- _TEXTE DE L'EXERCICE_:
-.-.-
En Afrique du Sud, la situation s’est considérablement dégradée depuis la découverte de ce nouveau variant plus contagieux du virus, qui représente aujourd’hui plus de deux tiers des cas dans le pays. S’il n’est pas plus mortel, sa plus forte contagiosité contribue à surcharger les hôpitaux. Fin janvier, le pays déplore plus de 40 000 décès, presque la moitié des cas de décès liés au Covid-19 déclarés sur le continent.

Ce variant a aussi été identifié dans six autres pays africains : le Botswana, les Comores, la Gambie, le Ghana, le Kenya et la Zambie. Il est probablement présent dans nombre de pays africains, mais peu détecté compte tenu des faibles capacités des pays à séquencer les génomes du virus. En France, deux foyers de personnes infectées par ce variant sud-africain, après un voyage religieux au Mozambique en décembre dernier, ont été identifiés. Une vingtaine de pays dans le monde, en Asie, en Europe, en Amérique du Nord et en Australie, l’ont déjà signalé. Des mesures sont prises pour éviter sa diffusion dans les territoires ultramarins, à Mayotte et à La Réunion, et en Guyane pour le variant brésilien, où les contrôles aux frontières ont été renforcés.

Au cours de la troisième semaine de janvier, 173 556 nouveaux cas de Covid-19 ont été signalés en Afrique, soit une diminution de 17 % du nombre de nouveaux cas signalés par rapport à la semaine précédente. Cette baisse est largement due à celle récente du nombre de nouveaux cas signalés en Afrique du Sud. « Certains États membres ont renforcé les restrictions des mesures sociales, ce qui a influencé la diminution des cas signalés », note aussi la CDC Africa.
-.-.-
- _DONNÉES EXTRAITES_:
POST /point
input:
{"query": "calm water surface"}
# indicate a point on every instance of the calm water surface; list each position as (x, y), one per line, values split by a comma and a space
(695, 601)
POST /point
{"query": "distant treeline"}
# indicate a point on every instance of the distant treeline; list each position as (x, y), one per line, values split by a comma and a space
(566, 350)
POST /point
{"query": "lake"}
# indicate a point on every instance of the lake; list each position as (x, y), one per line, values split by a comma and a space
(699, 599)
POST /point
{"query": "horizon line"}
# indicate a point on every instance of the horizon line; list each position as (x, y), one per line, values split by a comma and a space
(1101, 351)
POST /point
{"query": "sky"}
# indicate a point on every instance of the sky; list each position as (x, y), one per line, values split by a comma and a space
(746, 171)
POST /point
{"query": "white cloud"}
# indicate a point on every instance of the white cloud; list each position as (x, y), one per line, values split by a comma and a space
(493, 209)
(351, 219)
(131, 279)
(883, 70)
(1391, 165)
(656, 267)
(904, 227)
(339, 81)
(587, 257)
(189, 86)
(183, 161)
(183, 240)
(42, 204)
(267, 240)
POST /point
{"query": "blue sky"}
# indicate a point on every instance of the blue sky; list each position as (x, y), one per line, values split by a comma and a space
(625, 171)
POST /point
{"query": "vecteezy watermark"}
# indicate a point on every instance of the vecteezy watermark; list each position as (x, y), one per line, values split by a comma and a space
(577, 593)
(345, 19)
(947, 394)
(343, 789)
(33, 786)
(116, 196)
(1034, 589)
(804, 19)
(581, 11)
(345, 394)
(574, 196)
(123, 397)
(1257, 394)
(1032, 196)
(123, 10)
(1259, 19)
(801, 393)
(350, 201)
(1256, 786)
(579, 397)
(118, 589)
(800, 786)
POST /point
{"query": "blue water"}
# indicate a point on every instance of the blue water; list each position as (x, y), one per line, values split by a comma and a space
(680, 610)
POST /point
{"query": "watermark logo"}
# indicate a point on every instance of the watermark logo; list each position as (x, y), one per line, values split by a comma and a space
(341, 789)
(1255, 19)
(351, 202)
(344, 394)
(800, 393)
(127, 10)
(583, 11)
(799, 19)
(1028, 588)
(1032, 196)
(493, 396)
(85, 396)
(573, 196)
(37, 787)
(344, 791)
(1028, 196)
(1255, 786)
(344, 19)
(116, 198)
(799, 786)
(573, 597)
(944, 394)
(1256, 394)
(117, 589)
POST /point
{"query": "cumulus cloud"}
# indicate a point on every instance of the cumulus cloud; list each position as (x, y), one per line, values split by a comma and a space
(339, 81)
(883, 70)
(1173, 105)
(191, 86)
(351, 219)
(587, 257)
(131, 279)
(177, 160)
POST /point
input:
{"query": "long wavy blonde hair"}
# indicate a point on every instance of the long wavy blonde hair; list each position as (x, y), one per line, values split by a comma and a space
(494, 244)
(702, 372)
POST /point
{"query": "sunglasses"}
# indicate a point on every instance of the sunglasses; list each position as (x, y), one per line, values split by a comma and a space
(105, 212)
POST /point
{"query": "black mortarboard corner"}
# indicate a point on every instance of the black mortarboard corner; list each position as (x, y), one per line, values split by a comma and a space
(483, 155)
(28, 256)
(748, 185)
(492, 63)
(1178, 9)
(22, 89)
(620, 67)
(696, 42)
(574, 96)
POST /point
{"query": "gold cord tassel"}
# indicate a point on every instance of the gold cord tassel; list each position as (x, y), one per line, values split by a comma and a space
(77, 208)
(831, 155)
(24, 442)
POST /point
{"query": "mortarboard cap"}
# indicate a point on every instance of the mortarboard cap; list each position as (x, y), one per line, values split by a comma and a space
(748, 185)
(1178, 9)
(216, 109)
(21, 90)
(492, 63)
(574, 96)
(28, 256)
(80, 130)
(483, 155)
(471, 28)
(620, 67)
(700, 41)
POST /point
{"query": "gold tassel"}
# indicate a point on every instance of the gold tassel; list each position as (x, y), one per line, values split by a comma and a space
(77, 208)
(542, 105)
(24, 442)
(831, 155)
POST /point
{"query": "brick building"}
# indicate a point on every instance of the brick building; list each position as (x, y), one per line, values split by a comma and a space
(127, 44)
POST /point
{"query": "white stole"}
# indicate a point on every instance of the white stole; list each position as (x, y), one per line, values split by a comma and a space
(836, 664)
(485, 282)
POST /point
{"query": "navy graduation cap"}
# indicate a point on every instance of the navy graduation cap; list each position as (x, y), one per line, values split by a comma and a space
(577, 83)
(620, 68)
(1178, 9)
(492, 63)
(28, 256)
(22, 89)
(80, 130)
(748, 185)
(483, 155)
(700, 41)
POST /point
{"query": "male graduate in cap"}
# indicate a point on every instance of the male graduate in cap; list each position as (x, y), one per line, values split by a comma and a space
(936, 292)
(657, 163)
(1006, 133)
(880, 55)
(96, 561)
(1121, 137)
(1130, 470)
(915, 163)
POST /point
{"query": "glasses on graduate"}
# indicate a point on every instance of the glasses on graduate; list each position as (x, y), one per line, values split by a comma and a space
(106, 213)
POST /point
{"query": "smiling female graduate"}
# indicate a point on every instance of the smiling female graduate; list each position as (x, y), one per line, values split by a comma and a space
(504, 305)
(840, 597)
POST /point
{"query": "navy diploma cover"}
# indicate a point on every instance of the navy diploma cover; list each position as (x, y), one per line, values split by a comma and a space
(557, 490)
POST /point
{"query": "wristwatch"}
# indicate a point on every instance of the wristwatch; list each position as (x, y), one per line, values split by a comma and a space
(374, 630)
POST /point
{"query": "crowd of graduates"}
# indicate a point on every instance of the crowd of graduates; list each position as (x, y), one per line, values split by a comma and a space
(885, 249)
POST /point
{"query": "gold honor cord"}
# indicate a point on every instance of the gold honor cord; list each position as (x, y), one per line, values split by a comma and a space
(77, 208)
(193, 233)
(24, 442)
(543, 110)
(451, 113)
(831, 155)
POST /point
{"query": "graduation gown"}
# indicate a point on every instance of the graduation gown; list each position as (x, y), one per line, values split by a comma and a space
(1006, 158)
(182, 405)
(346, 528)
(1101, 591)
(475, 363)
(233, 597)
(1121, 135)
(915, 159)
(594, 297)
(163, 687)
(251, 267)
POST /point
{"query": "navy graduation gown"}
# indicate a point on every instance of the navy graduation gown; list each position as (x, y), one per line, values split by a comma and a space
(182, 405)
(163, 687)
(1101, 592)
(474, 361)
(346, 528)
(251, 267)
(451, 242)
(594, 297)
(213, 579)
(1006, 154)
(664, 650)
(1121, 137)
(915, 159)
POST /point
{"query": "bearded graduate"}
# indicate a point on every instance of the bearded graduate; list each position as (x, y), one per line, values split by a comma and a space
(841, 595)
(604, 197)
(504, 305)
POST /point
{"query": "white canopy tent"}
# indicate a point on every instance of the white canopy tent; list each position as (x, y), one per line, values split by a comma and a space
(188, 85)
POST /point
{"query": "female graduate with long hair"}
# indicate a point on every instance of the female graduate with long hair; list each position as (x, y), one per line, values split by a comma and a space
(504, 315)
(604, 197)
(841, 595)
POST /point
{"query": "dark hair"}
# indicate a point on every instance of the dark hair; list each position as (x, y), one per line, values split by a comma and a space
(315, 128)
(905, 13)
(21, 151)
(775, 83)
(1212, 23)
-.-.-
- _CONSIGNE 1_:
Extrayez du texte sur le variant sud-africain le passage allant de « Ce variant a » jusqu'à « ont été renforcés. », sans rien y changer.
- _CONSIGNE 2_:
Rédigez la suite du texte sur le variant sud-africain, en reprenant après sa dernière phrase.

- _RÉPONSE 1_:
Ce variant a aussi été identifié dans six autres pays africains : le Botswana, les Comores, la Gambie, le Ghana, le Kenya et la Zambie. Il est probablement présent dans nombre de pays africains, mais peu détecté compte tenu des faibles capacités des pays à séquencer les génomes du virus. En France, deux foyers de personnes infectées par ce variant sud-africain, après un voyage religieux au Mozambique en décembre dernier, ont été identifiés. Une vingtaine de pays dans le monde, en Asie, en Europe, en Amérique du Nord et en Australie, l’ont déjà signalé. Des mesures sont prises pour éviter sa diffusion dans les territoires ultramarins, à Mayotte et à La Réunion, et en Guyane pour le variant brésilien, où les contrôles aux frontières ont été renforcés.

- _RÉPONSE 2_:
Prise en charge des malades

Désormais, dans nombre de pays, la dynamique de l’épidémie « dépasse la capacité des infirmières et des médecins à prendre en charge les patients », a expliqué John Nkengasong. Les fournitures en matériel, notamment les besoins en oxygène utilisé pour soigner les formes graves de Covid-19, deviennent « critiques ».

Les hôpitaux débordés, on se tourne vers le vaccin. Une poignée de pays lancent leur campagne de vaccination, sur la base de contrats bilatéraux (Maroc, Seychelles, Égypte ou encore Guinée). Dans les prochaines semaines, 1,5 million de vaccins sont attendus en Afrique du Sud. Cette commande entre dans le cadre de négociations menées entre le gouvernement et l’alliance AstraZeneca-Oxford. Ombre au tableau, l’Afrique du Sud va payer 2,5 fois plus cher ses doses que l’Union européenne. Profitant du sommet virtuel de Davos, le président sud-africain a partagé sa colère : « Les pays riches du monde accaparent ces vaccins. Nous les appelons à mettre à disposition les doses excédentaires commandées et thésaurisées », a-t-il déclaré via un message vidéo. L’Union européenne se retranche derrière le fait qu’elle a de son côté participé au financement de la recherche de ce vaccin.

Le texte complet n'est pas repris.